AVAILABLE RECORDS:

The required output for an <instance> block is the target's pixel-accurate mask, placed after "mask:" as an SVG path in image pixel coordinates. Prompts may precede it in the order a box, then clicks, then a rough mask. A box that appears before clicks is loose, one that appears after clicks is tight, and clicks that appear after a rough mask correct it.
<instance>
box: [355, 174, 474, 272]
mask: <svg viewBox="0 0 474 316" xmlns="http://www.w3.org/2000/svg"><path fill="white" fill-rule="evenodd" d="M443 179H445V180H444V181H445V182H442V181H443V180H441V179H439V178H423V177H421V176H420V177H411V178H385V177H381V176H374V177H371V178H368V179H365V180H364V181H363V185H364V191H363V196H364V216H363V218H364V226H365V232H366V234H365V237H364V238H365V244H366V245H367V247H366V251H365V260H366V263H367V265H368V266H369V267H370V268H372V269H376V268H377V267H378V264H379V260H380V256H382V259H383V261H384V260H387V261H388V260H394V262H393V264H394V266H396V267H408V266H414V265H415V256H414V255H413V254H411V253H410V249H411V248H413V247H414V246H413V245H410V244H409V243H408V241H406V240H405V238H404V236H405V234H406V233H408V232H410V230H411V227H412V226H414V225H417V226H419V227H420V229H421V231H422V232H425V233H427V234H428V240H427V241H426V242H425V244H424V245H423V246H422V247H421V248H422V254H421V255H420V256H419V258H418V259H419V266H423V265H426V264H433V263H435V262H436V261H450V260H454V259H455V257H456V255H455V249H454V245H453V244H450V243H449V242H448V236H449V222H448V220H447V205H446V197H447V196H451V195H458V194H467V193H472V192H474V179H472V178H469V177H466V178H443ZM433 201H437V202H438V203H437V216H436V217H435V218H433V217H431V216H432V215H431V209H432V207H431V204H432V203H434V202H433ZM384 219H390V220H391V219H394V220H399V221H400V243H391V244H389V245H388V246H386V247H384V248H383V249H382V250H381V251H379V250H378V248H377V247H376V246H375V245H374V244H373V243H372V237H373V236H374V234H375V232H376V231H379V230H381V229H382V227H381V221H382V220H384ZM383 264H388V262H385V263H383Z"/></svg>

...

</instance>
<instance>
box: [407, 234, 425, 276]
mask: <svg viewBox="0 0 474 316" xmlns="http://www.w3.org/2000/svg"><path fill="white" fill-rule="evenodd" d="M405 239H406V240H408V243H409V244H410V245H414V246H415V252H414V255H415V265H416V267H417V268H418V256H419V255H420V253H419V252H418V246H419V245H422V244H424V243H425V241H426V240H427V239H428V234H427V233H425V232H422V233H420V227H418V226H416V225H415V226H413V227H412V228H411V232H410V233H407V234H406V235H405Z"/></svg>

PROBLEM STATEMENT:
All lines in the entries above that include "instance" should be found and copied.

TASK SOLUTION:
The required output for an <instance> block is the target's pixel-accurate mask, placed after "mask:" as an SVG path in image pixel coordinates. Prompts may precede it in the order a box, then clicks, then a rough mask. A box that appears before clicks is loose, one that appears after clicks is tight, and clicks that appear after a rough mask correct it.
<instance>
</instance>
<instance>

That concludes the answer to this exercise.